### Task objective
Count the lines in the items below that contain the word "white". Reply with the number alone.

### Extracted records
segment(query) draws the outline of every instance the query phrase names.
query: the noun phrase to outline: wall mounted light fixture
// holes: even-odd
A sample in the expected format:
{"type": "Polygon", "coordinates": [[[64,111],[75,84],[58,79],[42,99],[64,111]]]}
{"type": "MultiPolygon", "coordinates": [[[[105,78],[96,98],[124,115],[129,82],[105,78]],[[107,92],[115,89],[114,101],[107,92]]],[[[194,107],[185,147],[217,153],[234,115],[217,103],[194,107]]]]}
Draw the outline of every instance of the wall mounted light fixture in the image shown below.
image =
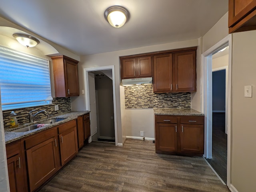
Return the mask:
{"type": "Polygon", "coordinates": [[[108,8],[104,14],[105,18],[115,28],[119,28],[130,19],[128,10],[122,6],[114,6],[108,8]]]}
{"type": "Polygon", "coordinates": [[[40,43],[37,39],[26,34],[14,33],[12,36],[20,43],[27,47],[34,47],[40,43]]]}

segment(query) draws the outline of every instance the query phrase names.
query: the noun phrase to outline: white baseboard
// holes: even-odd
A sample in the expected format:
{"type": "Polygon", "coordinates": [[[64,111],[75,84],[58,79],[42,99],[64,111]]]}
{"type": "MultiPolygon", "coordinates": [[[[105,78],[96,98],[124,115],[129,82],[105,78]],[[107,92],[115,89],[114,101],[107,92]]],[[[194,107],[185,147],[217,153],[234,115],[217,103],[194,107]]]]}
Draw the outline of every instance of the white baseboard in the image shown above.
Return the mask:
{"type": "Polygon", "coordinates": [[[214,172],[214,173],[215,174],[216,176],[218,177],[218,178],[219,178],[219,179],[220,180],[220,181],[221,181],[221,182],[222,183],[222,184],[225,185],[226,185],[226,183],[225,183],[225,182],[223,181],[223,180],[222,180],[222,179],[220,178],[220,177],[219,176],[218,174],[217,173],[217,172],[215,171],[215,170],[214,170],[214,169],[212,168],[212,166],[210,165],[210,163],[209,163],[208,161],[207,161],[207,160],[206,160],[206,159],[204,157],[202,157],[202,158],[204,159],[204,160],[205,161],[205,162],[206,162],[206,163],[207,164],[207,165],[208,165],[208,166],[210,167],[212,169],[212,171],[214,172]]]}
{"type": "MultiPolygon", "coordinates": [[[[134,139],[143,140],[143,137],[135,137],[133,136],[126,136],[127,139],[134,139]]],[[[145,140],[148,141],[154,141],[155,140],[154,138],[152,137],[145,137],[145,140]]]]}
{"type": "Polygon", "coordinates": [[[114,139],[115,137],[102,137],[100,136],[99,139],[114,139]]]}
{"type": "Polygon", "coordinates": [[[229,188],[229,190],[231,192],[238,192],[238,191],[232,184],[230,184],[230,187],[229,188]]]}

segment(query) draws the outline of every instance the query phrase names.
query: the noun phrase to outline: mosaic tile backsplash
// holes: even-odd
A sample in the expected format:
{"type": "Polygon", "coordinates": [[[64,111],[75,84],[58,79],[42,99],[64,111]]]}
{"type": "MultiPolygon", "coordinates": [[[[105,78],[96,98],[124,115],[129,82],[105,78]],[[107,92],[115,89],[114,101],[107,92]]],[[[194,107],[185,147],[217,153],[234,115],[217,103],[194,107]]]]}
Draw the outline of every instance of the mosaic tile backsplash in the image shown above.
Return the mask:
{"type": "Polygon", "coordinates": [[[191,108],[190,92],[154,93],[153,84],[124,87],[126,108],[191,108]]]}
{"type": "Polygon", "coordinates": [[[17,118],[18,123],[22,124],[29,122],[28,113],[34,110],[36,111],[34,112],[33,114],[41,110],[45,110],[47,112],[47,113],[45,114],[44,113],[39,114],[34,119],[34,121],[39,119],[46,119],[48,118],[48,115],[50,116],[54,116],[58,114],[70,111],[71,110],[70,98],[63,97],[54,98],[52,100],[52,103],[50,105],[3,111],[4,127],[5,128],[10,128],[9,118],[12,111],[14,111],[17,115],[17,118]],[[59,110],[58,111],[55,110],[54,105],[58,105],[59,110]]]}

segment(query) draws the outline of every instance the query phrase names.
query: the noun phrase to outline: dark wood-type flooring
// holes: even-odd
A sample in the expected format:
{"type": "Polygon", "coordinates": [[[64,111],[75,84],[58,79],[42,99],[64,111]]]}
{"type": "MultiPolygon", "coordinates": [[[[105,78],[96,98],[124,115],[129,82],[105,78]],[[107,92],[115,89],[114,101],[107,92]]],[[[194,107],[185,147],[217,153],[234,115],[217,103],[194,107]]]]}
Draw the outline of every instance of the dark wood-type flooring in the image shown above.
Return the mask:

### Worked solution
2